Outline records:
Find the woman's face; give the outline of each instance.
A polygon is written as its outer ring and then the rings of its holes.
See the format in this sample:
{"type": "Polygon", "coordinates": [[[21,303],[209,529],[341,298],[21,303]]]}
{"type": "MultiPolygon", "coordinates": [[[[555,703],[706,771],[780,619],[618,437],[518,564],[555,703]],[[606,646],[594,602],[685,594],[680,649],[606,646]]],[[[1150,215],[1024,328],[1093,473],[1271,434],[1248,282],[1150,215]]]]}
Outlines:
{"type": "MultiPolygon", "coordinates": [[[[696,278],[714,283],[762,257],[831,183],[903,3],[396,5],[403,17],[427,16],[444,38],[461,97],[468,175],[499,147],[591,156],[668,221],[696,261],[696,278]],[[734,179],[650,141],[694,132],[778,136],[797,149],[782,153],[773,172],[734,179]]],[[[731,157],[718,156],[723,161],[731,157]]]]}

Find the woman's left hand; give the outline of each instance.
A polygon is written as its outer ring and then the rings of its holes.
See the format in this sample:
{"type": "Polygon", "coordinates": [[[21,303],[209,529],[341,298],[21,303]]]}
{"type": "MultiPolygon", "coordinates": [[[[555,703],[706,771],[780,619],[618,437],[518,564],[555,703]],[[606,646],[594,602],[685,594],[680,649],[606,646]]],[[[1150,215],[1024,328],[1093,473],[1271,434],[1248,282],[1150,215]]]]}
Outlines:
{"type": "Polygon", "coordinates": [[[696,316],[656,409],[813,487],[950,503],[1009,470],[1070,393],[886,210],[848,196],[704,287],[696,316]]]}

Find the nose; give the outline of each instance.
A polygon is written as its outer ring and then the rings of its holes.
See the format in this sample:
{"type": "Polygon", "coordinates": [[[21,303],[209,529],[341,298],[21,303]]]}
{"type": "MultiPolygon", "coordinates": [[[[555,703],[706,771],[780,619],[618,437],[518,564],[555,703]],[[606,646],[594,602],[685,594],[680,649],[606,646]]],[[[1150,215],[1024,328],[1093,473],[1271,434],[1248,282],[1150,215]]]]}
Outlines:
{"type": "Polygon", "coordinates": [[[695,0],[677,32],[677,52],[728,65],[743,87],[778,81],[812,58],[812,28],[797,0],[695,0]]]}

» **Your objective**: Render the data as a numbered list without blank lines, beginning at the line that contains "Find the nose;" and running through the end of the data.

» **Exercise answer**:
1. Find the nose; give the outline of each instance.
2. A polygon is written as its outer ring and then the rings of its holes.
3. See the format in this sample:
4. {"type": "Polygon", "coordinates": [[[21,303],[209,529],[341,298],[21,303]]]}
5. {"type": "MultiPolygon", "coordinates": [[[[555,703],[706,771],[780,619],[618,437],[518,564],[555,703]],[[606,646],[594,602],[685,594],[680,649],[606,646]]],[[[1150,215],[1024,328],[1093,473],[1271,434],[1248,282],[1150,215]]]]}
6. Outlines:
7. {"type": "Polygon", "coordinates": [[[695,0],[677,32],[677,52],[728,65],[743,87],[778,81],[812,58],[812,28],[797,0],[695,0]]]}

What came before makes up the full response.